EXERCISE OBJECTIVE: Reproduce every one of the following lines word for word, without changing anything.

[Begin SUPPLIED RECORDS]

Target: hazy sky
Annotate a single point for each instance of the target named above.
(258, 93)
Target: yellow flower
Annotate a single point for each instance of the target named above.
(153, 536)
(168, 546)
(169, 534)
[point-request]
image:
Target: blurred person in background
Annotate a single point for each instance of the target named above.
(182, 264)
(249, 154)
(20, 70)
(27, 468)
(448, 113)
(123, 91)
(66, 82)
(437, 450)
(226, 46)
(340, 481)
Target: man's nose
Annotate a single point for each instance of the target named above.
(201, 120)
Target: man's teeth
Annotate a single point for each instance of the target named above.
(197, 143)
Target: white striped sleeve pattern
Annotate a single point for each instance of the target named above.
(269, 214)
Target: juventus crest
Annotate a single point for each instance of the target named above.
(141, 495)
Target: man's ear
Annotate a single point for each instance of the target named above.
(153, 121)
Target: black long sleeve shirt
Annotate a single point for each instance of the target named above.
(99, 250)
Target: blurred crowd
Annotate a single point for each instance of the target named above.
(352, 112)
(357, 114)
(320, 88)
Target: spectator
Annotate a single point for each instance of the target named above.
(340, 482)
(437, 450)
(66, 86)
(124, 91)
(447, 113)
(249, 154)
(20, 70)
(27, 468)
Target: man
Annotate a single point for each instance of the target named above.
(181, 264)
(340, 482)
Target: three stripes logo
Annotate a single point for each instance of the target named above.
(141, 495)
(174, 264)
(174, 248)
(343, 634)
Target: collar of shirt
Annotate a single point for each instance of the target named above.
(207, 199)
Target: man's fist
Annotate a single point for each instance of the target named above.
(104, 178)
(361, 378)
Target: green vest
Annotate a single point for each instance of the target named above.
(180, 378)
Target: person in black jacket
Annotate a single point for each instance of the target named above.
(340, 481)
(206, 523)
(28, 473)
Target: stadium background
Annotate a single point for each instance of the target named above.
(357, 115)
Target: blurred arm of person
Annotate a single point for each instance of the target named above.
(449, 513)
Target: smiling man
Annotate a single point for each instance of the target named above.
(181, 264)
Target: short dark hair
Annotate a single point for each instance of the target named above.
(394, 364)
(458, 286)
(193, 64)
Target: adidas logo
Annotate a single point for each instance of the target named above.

[End SUPPLIED RECORDS]

TASK RESULT:
Target: hazy sky
Annotate a single point for each instance of the target named above.
(258, 93)
Target: yellow flower
Annotate a single point for each instance of the target named above.
(153, 536)
(168, 546)
(169, 534)
[point-request]
image:
Target: blurred person in background
Annotate a single point for each instance of the target named above.
(182, 264)
(249, 154)
(20, 70)
(27, 468)
(448, 113)
(123, 91)
(66, 82)
(437, 450)
(226, 46)
(340, 481)
Target: man's nose
Annotate a single point for each instance of the target named above.
(201, 120)
Target: man's teeth
Annotate a single point for each instance of the target named above.
(197, 143)
Target: white striped sleeve pattern
Annotate a single point for each instance of the target named above.
(269, 214)
Target: juventus crest
Annotate a single point for each instance of the target named above.
(141, 495)
Target: man's ear
Annotate a single point for each instance of the target named above.
(153, 121)
Target: black long sleeve shirt
Annotate a single point for each instance of the target named above.
(99, 250)
Target: blurred crowd
Annotate a single point for each instance of the target named above.
(352, 112)
(357, 114)
(320, 88)
Target: spectator
Annotate a single point for each instance of the target named above.
(340, 482)
(437, 450)
(66, 86)
(124, 91)
(447, 113)
(249, 154)
(20, 70)
(27, 468)
Target: man
Annotate a single point for each instance of the target named above.
(181, 264)
(340, 482)
Target: three stripes logo
Annotate a single point for each instance of the target named above.
(141, 495)
(174, 264)
(174, 248)
(343, 634)
Target: collar of shirt
Annotate a single point for each instance of the target named above.
(207, 199)
Target: man's fist
Annotate a single point for each instance of the target named above.
(104, 178)
(361, 378)
Target: green vest
Annotate a single point for each instance of the target named above.
(180, 378)
Target: person in black jacket
Annotate a single point for each instance of the target named above.
(340, 481)
(206, 523)
(28, 473)
Target: stadium background
Annotate a single point for each instance of the target named above.
(357, 115)
Target: blurred arm of person
Annotate a single point for each instance of the target named above.
(449, 513)
Target: smiling man
Annotate a single point for each instance of the target named above.
(181, 264)
Target: short dark hair
Annotate a single point for each instance of the target named above.
(394, 364)
(458, 286)
(193, 64)
Target: adidas logo
Annotate a single point for each instance of the target named above.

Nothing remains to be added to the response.